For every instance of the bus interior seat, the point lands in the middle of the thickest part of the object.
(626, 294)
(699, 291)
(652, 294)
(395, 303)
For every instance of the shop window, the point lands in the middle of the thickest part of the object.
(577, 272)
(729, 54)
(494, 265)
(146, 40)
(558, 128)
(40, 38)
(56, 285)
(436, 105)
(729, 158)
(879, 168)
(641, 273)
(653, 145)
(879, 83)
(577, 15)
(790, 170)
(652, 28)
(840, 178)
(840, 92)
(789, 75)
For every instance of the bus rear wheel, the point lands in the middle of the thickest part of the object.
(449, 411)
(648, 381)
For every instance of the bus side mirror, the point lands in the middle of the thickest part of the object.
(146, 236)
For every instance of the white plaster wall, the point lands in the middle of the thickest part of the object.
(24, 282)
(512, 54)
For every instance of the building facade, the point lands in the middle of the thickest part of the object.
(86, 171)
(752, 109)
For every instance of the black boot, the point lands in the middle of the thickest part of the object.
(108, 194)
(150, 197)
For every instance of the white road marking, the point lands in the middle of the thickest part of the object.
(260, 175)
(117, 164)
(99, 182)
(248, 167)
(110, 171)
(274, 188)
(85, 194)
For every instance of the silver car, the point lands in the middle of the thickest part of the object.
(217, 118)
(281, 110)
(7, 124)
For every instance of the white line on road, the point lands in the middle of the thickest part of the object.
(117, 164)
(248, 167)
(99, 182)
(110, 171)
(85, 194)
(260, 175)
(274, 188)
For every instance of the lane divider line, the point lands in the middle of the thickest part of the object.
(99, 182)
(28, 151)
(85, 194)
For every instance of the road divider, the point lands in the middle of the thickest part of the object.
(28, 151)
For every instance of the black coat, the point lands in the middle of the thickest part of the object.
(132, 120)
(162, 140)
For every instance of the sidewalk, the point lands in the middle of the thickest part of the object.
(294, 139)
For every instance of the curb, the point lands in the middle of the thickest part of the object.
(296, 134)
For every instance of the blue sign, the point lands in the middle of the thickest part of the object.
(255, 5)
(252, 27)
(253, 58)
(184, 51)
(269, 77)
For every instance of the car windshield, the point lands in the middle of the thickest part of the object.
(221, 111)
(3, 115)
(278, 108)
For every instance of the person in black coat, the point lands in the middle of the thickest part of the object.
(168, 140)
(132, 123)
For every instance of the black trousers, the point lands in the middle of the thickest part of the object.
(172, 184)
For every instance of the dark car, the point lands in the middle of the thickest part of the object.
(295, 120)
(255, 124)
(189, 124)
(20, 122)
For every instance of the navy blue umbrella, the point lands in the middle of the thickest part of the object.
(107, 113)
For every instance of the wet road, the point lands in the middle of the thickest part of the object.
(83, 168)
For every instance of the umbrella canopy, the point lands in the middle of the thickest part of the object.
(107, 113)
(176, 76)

=====

• _Aim of the task_:
Copy each record exactly, leaving nothing out.

• _Result of this exercise_:
For every instance of the bus interior seat, the point lands in the middle of the thickest part of the object.
(626, 294)
(699, 291)
(652, 294)
(395, 303)
For every instance of the shop window, the point lands in the middle of the thickest part of the object.
(577, 272)
(729, 54)
(494, 265)
(146, 40)
(558, 128)
(40, 38)
(56, 285)
(436, 105)
(729, 158)
(879, 168)
(641, 273)
(653, 145)
(879, 83)
(577, 15)
(790, 170)
(652, 28)
(840, 178)
(840, 92)
(789, 75)
For every instance of the bus rear wheel, the point lands in the middle of the thickest part of the object.
(449, 411)
(648, 381)
For every instance of the bus side mirror, the point lands in the middle of the thickest part of the object.
(146, 236)
For every instance of the white plaster wall, the point lands in the middle of the thickest part of the object.
(24, 282)
(512, 54)
For every instance of the building facade, the point lands in the middle of the thickest part of the object.
(86, 171)
(752, 109)
For every instance of the black boot, the point lands in the middle of the thickest part of the object.
(108, 194)
(150, 197)
For every instance of the white road marking, the point lands in the middle of the thickest part of the object.
(260, 175)
(117, 164)
(99, 182)
(248, 167)
(110, 171)
(274, 188)
(85, 194)
For every instance of the silver car, the point lands in the middle of the thickest part of the object.
(217, 118)
(281, 110)
(7, 124)
For every instance of the white line on road, the point lands in the middle of the thickest part of the object.
(117, 164)
(248, 167)
(99, 182)
(110, 171)
(85, 194)
(260, 175)
(274, 188)
For every instance of the lane divider line, the point lands in the middle of the thickest part of the object.
(99, 182)
(28, 151)
(85, 194)
For every instance of the road divider, the point lands in the middle of the thickest part of the object.
(28, 151)
For every instance of the black coat, the point lands in the middle of the thickest part of the object.
(132, 120)
(162, 140)
For every instance of the sidewalk, the point lands in the middle of the thickest part of the object.
(294, 139)
For every instance of the curb, the point lands in the middle of the thickest part of the object.
(296, 134)
For every instance of the blue sign, the point lands in the middle of the thickest part of the object.
(255, 5)
(252, 27)
(253, 58)
(184, 51)
(269, 77)
For every instance of the car windshield, the point lands in the middle of the thickest part of the object.
(221, 111)
(3, 115)
(278, 108)
For every instance of the person in black coat, the point lands in the middle of the thickest part of the object.
(168, 140)
(132, 123)
For every instance of the black trousers, the point lands in the middle of the thickest part of the object.
(172, 184)
For every instance of the dark car, the point lands in the middle of the thickest part of the object.
(295, 120)
(255, 124)
(189, 124)
(20, 122)
For every instance of the navy blue umbrella, the point lands in the middle of the thickest part of the object.
(107, 113)
For every instance of the wet road, the point lands in the middle of the thickest part of the object.
(83, 168)
For every instance of the umbrella canopy, the point lands in the middle of the thickest part of the object.
(107, 113)
(176, 76)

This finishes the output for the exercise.